» **Required work**
For each line in the data that includes "insect", make a copy.

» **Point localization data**
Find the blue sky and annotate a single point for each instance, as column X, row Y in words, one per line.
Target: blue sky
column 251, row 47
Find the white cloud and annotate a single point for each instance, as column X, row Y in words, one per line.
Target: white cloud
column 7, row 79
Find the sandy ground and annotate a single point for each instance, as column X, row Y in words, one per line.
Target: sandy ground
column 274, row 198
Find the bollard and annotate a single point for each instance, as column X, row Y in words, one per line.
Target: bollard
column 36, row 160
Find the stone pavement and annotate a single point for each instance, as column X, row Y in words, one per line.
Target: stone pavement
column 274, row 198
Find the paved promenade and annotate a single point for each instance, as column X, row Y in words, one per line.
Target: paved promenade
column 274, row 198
...
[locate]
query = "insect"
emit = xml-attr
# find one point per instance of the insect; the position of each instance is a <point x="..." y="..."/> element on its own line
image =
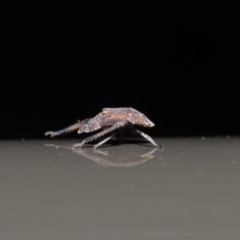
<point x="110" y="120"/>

» **Response for this exercise**
query = "insect"
# find one point per instance of the insect; the position of each instance is a <point x="..." y="..."/> element on its own line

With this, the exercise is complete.